Auch deshalb musste Dieter Hecking ein wenig schmunzeln, als er hörte, wie sich Papadopoulos auf die Zunge beißen musste, um nicht seine komplette Enttäuschung zu formulieren. Aber der Trainer hat auch Verständnis. Er weiß, wie unzufrieden der stolze Grieche ist. „Bei Papa muss man immer überlegen, er hat ein Jahr nicht gespielt. So ein Spiel wie gestern liegt ihm dann natürlich, wenn man mehr verteidigen muss als nach vorn zu spielen. Da mussten wir nicht ganz so hoch stehen, so ein Spiel ist wie auf ihn zugeschnitten“, relativierte Hecking und schob nach: „Es ist sich nicht ausgeschlossen, dass Papa seine Einsatzminuten bekommen wird. Aber die anderen machen es in den letzten Wochen einfach auch gut. Und gerade wenn es um Schnelligkeit geht, und wir hoch pressen wollen, dann haben Gideon und Rick die Nase vorn. Weil sie schneller sind“, so Hecking deutlich.

### Gestellte Aufgabe 1
Kopieren Sie aus dem Text über Hecking und Papadopoulos den gesamten Abschnitt von „Auch deshalb musste“ bis hinunter zu „so Hecking deutlich.“ ohne jede Änderung.
Zwischen dem Text und den Datensätzen besteht kein inhaltlicher Zusammenhang.

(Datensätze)
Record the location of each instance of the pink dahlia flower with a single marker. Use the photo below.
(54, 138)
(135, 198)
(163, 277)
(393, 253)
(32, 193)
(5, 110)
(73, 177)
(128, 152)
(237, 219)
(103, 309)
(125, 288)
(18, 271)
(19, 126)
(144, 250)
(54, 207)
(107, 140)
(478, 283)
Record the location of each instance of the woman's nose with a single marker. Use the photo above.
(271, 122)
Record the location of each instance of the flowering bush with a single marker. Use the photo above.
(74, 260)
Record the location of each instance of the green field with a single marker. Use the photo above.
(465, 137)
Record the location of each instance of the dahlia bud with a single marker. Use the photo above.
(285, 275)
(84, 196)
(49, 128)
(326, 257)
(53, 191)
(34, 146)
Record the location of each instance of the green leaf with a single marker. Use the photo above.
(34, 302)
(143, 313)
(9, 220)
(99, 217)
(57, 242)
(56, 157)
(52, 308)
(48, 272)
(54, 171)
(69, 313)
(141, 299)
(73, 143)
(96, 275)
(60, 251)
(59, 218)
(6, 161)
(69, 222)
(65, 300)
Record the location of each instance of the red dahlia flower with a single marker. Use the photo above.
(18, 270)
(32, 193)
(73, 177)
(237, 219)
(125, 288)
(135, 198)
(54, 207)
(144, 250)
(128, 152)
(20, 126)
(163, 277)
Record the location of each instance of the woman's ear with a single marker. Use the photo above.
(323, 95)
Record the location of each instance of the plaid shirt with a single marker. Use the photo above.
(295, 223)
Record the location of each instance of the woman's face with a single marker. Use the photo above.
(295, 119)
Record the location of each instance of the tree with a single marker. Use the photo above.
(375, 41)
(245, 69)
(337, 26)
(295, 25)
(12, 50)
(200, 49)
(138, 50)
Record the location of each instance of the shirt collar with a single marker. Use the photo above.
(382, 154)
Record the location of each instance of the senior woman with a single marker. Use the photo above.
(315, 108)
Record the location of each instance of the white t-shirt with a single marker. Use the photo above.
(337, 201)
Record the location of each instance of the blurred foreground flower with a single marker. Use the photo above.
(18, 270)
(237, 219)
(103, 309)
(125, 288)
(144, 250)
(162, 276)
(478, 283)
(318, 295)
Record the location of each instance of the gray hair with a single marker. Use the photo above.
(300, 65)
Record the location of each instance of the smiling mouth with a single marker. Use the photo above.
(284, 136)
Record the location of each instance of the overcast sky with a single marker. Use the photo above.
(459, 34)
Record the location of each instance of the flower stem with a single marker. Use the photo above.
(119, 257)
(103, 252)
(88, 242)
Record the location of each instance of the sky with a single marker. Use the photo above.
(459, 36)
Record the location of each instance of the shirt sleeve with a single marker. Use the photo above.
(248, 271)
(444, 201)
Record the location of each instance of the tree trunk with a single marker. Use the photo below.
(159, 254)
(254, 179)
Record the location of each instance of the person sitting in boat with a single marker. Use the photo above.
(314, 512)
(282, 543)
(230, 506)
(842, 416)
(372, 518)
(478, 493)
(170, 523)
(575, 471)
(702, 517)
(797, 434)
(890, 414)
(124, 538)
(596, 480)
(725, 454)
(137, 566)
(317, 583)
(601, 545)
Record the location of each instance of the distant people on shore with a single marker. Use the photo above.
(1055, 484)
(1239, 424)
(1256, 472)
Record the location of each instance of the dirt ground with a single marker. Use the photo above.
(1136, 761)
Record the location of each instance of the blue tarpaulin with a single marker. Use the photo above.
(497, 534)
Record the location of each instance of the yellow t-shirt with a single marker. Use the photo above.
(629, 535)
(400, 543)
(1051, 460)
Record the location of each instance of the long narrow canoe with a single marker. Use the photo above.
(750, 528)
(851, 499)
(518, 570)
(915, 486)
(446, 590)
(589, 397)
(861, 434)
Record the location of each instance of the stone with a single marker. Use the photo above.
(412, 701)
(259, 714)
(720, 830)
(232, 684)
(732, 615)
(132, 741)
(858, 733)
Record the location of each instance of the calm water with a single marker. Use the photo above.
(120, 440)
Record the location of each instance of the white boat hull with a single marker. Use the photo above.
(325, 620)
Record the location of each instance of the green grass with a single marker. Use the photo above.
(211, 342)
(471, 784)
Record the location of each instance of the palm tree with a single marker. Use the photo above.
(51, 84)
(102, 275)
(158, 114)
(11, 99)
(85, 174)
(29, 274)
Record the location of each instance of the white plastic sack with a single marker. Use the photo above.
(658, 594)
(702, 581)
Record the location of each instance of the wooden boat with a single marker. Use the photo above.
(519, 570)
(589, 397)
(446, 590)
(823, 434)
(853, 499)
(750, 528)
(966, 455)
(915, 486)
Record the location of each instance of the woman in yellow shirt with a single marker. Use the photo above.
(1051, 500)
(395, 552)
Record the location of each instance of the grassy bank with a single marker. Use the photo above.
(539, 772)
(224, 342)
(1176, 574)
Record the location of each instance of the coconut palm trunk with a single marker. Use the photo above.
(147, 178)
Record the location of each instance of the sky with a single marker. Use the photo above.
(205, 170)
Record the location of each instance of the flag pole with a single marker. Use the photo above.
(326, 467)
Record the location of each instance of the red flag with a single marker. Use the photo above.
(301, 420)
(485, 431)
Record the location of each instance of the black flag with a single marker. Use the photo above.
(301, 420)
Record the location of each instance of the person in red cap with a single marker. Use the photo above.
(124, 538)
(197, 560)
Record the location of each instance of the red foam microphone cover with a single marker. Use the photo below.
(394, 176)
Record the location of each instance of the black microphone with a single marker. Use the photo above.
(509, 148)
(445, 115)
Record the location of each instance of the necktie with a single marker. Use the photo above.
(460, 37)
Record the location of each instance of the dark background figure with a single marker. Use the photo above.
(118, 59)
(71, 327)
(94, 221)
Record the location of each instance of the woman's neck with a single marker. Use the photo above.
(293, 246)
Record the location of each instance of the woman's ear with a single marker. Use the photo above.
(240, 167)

### Gestellte Aufgabe 2
Sammeln Sie alle Zeilen der Datensätze, in denen die Zeichenfolge „yellow“ vorkommt. Dabei ist die Groß- und Kleinschreibung zu beachten.

### Schriftliche Antwort 1
Auch deshalb musste Dieter Hecking ein wenig schmunzeln, als er hörte, wie sich Papadopoulos auf die Zunge beißen musste, um nicht seine komplette Enttäuschung zu formulieren. Aber der Trainer hat auch Verständnis. Er weiß, wie unzufrieden der stolze Grieche ist. „Bei Papa muss man immer überlegen, er hat ein Jahr nicht gespielt. So ein Spiel wie gestern liegt ihm dann natürlich, wenn man mehr verteidigen muss als nach vorn zu spielen. Da mussten wir nicht ganz so hoch stehen, so ein Spiel ist wie auf ihn zugeschnitten“, relativierte Hecking und schob nach: „Es ist sich nicht ausgeschlossen, dass Papa seine Einsatzminuten bekommen wird. Aber die anderen machen es in den letzten Wochen einfach auch gut. Und gerade wenn es um Schnelligkeit geht, und wir hoch pressen wollen, dann haben Gideon und Rick die Nase vorn. Weil sie schneller sind“, so Hecking deutlich.

### Schriftliche Antwort 2
Record the location of each instance of the yellow t-shirt with a single marker. Use the photo above.
Record the location of each instance of the woman in yellow shirt with a single marker. Use the photo above.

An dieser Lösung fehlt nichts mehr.